Examine every line of the listing below. Count those containing "grass" and state only the result.

*Extracted material*.
· · · · · · ·
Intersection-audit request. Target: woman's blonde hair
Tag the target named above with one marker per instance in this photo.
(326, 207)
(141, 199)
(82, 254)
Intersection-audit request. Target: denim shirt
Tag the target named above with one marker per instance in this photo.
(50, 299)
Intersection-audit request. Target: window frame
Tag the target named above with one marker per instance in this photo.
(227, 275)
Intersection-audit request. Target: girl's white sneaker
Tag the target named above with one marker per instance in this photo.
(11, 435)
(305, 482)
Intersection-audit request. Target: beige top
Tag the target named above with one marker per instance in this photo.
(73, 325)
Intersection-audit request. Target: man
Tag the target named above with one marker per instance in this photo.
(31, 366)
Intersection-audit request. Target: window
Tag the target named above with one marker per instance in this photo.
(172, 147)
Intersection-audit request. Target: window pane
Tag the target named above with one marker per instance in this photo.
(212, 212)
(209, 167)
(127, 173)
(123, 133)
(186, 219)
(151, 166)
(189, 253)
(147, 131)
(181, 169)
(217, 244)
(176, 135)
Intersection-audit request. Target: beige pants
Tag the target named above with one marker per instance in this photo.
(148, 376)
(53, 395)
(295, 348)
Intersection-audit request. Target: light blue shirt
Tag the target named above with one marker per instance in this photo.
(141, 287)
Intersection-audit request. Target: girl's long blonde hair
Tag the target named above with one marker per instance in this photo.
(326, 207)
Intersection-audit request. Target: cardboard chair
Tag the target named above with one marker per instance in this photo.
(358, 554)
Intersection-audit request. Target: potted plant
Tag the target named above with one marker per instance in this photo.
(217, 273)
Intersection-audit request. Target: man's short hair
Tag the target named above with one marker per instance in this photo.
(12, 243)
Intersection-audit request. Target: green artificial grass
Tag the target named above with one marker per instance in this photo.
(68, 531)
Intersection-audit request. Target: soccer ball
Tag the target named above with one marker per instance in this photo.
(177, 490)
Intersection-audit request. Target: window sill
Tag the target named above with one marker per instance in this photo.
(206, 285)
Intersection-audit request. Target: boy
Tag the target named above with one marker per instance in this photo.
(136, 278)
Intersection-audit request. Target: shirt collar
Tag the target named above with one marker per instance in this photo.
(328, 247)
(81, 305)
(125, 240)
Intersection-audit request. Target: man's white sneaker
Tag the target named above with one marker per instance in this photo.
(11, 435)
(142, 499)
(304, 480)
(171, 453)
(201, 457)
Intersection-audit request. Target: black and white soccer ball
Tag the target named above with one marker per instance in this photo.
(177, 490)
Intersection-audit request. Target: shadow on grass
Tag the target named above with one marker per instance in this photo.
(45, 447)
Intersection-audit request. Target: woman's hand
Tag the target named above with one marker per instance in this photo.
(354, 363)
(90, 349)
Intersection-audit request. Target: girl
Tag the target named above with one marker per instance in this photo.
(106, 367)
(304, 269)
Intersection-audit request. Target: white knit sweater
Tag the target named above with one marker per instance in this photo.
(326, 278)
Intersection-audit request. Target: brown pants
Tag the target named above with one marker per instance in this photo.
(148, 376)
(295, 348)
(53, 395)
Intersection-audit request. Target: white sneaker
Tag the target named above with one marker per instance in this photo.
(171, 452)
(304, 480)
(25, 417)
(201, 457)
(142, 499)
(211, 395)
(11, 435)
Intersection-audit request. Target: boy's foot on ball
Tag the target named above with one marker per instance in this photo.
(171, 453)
· · · · · · ·
*Exercise solution*. 2